Your instructions:
Could you copy the records from the beginning up to and including the line with "POLYGON ((509 252, 500", putting "gecko pupil" in place of "lizard pupil" and changing nothing else? Leave the pictures out of your copy.

Given records:

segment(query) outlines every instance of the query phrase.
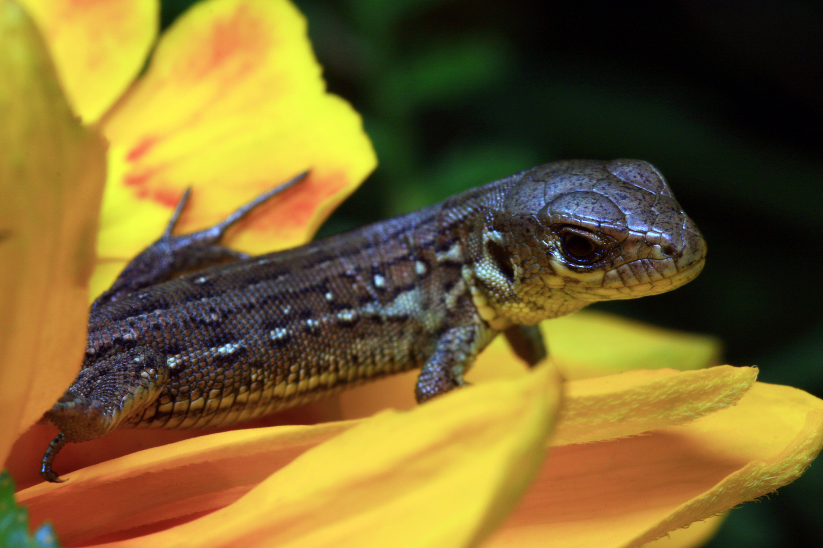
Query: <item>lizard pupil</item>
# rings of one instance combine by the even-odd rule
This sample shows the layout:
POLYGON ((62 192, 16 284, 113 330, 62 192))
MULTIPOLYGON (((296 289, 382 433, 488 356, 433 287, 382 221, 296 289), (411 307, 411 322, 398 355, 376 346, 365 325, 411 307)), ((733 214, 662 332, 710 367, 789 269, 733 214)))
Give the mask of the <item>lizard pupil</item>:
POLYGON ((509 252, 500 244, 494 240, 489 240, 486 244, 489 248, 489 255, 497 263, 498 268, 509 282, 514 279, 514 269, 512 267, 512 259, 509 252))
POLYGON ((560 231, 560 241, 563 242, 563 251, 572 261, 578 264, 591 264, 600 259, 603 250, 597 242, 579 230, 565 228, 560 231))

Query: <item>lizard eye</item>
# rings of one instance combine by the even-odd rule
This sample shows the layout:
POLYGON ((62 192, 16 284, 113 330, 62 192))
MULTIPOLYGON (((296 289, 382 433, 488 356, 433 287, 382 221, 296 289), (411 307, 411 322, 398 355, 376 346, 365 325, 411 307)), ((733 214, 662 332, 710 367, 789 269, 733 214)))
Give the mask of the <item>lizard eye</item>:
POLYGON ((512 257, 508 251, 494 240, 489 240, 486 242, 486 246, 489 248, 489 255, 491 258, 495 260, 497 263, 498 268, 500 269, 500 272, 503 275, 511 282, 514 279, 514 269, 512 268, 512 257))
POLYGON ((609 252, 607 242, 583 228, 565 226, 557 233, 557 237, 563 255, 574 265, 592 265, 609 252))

Written response:
segment(query) outlines every instance of the query phrase.
Query: <item>gecko pupil</item>
# rings of one instance combine by the even-odd rule
This sample shows the layout:
POLYGON ((62 192, 16 284, 113 330, 62 192))
MULTIPOLYGON (((296 289, 382 433, 488 356, 433 287, 382 221, 296 289), (411 307, 411 322, 398 355, 376 346, 365 325, 411 307)), ((733 214, 662 332, 710 367, 789 269, 733 214)))
Give the mask of the <item>gecko pupil</item>:
POLYGON ((509 252, 500 244, 494 240, 489 240, 486 244, 489 248, 489 255, 497 263, 498 268, 509 282, 514 279, 514 269, 512 267, 512 259, 509 252))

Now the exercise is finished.